> **Kutipan Halaman**
────────────────────────────────────────
Pelajaran lain dari kehidupan rumah tangga
Rasulullah saw. adalah mengajarkan hidup hemat dan sederhana, seperti yang
diceritakan Anas ra. selaku salah seorang sahabat yang setia melayani beliau
tidak kurang dari 10 tahun lamanya. Anas ra. Bercerita, Rasulullah saw. suka
berbuka dengan tiga buah kurma atau dengan sesuatu yang tidak dimasak dengan
api. Dalam riwayat lain dengan kurma kering dan air. Meminum air pun
dilakukannya dengan dua kali atau tiga kali tegukan, seperti kata Ummu Salamah
istri Rasulullah saw.
Menghiasi meja makan dengan aneka makanan dan
minuman merupakan sesuatu yang mubah (boleh boleh saja). Mungkin sebagian orang
mengatakan, "wajar dan maklum saja karena seharian tidak bertemu dengan makanan
dan minuman yang dirindukannya".
Masalahnya bukan itu, tetapi manusia
ketika diberikan kebolehan suka over acting. Sikap berlebihan inilah yang
tidak diperkenankan agama, sebagaimana firman Allah swt., makan dan minumlah,
tetapi jangan berlebihan. Jangankan Allah, manusia saja tidak suka melihat
orang lain berlebihan, tapi dasar manusia, tidak suka melihat orang lain
berlebihan, tetapi dirinya suka berlebihan.
Lalu ukuran kelebihan
seperti apa? Jawabannya "istafti qalbaka" mintalah jawaban fatwa kepada hati
nuranimu yang fitri (bersih). Perhiasan dunia memang diperuntukkan bagi
kehidupan manusia, asal tidak melalaikannya dari pengabdian kepada Allah swt.
dan ingat kepada saudara-saudara sesama yang tidak dapat merasakan kenikmatan
yang dirasakannya. Istri Rasulullah saw. Ummul Mukminin Aisyah ra. menjelaskan,
bahwa uluran tangan Rasulullah saw. kepada sesama yang membutuhkan, lebih cepat
dan lebih dari angin yang bertiup kencang.
Keseimbangan pola hidup dan
keharmonisan rumah tangga merupakan kunci dari keberhasilan setiap muslim yang
berobsesi menjadi orang cerdas secara spiritual, intelektual, dan fisikal,
sebagaimana yang diteladankan Rasulullah saw. Masih banyak lagi kisah-kisah
bersejarah keluarga Rasulullah saw. di bulan Ramadhan yang seyogyanya dijadikan
teladan bagi para keluarga muslim.
────────────────────────────────────────
> **Daftar Data**
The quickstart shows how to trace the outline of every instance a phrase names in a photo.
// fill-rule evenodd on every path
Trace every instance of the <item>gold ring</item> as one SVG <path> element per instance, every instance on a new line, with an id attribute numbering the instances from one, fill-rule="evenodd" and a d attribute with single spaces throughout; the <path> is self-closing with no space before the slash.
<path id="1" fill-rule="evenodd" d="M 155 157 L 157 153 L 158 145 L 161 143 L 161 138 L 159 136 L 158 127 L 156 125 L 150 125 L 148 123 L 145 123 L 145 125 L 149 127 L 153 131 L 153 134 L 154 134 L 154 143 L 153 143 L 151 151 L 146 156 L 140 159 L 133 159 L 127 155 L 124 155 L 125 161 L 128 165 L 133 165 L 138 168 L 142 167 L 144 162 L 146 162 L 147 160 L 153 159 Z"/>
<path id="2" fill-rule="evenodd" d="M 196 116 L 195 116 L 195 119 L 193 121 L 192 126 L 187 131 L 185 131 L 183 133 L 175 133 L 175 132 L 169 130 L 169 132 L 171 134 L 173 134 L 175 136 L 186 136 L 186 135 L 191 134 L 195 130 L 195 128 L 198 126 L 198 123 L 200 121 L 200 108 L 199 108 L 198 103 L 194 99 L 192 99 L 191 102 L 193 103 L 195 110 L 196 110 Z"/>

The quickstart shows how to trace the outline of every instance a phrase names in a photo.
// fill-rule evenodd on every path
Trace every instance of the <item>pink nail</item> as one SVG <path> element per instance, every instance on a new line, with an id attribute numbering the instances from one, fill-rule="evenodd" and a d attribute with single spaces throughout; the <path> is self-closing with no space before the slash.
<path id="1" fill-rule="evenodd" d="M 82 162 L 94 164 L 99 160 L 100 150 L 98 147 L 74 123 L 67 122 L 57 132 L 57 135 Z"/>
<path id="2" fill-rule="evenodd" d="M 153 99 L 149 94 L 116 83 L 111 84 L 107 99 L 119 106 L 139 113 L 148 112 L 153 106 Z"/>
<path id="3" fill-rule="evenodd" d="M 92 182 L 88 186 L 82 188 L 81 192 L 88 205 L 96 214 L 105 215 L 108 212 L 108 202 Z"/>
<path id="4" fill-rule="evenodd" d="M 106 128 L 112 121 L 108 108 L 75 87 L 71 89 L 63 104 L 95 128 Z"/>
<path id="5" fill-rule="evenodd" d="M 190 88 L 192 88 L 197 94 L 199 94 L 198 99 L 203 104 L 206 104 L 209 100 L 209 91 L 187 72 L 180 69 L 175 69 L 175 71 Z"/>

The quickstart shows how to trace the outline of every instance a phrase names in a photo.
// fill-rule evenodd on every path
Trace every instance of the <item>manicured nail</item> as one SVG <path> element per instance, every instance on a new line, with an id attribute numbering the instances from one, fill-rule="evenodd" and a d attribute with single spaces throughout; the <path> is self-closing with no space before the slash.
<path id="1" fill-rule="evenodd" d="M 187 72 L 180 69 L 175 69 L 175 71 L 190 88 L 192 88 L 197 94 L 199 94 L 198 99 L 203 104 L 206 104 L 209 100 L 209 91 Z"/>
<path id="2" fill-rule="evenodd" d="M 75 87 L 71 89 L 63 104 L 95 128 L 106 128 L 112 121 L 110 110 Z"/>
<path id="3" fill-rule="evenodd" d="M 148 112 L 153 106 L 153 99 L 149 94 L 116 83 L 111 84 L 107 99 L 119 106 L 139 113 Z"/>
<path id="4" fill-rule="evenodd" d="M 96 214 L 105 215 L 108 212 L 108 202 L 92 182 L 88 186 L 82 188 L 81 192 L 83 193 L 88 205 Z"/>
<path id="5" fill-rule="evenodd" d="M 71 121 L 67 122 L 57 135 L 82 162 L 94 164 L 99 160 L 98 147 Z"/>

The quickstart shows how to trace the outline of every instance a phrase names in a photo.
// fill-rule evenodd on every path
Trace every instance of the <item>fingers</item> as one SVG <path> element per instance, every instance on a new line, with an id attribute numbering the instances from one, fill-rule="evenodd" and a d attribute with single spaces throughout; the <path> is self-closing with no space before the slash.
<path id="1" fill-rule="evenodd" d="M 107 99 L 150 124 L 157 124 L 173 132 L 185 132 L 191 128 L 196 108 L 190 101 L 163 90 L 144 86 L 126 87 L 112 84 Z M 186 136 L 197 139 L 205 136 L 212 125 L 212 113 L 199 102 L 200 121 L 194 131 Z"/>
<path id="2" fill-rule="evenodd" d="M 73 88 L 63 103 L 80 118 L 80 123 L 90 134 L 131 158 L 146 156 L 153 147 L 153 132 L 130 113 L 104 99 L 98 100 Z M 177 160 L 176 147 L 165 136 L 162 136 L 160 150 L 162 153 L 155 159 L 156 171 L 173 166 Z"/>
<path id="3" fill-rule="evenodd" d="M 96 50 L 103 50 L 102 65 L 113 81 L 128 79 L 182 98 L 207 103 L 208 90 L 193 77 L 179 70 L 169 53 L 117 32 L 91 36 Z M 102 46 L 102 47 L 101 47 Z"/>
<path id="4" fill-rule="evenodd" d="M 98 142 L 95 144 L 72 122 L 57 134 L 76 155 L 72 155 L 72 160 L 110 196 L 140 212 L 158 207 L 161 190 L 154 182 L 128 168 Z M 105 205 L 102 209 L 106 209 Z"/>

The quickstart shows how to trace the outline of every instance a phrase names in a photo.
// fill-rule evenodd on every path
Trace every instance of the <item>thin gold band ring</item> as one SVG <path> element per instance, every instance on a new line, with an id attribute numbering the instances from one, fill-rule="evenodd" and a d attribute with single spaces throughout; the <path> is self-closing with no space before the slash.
────────────────────────────────────────
> **Perintah**
Salin tanpa perubahan bagian kutipan halaman tentang teladan hidup sederhana Rasulullah saw. di atas, mulai dari "Masalahnya bukan itu, tetapi" sampai dengan "yang bertiup kencang.".

> **Jawaban**
Masalahnya bukan itu, tetapi manusia
ketika diberikan kebolehan suka over acting. Sikap berlebihan inilah yang
tidak diperkenankan agama, sebagaimana firman Allah swt., makan dan minumlah,
tetapi jangan berlebihan. Jangankan Allah, manusia saja tidak suka melihat
orang lain berlebihan, tapi dasar manusia, tidak suka melihat orang lain
berlebihan, tetapi dirinya suka berlebihan.
Lalu ukuran kelebihan
seperti apa? Jawabannya "istafti qalbaka" mintalah jawaban fatwa kepada hati
nuranimu yang fitri (bersih). Perhiasan dunia memang diperuntukkan bagi
kehidupan manusia, asal tidak melalaikannya dari pengabdian kepada Allah swt.
dan ingat kepada saudara-saudara sesama yang tidak dapat merasakan kenikmatan
yang dirasakannya. Istri Rasulullah saw. Ummul Mukminin Aisyah ra. menjelaskan,
bahwa uluran tangan Rasulullah saw. kepada sesama yang membutuhkan, lebih cepat
dan lebih dari angin yang bertiup kencang.